_Point annotation dataset records:_
— START —

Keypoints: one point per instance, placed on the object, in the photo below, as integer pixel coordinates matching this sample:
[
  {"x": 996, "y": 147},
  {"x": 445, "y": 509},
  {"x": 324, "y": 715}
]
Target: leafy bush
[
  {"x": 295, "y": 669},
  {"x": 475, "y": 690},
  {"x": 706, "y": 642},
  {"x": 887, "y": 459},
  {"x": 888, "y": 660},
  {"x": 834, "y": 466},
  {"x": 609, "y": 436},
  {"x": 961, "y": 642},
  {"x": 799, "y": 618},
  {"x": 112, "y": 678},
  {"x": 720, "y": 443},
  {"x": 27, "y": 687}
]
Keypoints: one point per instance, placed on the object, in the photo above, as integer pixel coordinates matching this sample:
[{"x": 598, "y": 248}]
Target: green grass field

— END —

_DIRECTIVE:_ Repeat all of the records above exactly as written.

_THE REPLY:_
Keypoints: one point per instance, placed on the object, in the photo below, as integer pixel coordinates matching this sample:
[
  {"x": 996, "y": 147},
  {"x": 445, "y": 509},
  {"x": 324, "y": 715}
]
Target: leafy bush
[
  {"x": 295, "y": 669},
  {"x": 475, "y": 690},
  {"x": 706, "y": 642},
  {"x": 887, "y": 459},
  {"x": 888, "y": 660},
  {"x": 834, "y": 466},
  {"x": 609, "y": 436},
  {"x": 961, "y": 642},
  {"x": 799, "y": 618},
  {"x": 112, "y": 678},
  {"x": 720, "y": 443},
  {"x": 27, "y": 687}
]
Keypoints: one point per instance, placed on the object, in the photo above, as integer pixel coordinates matching this sample:
[{"x": 598, "y": 248}]
Target: green grass field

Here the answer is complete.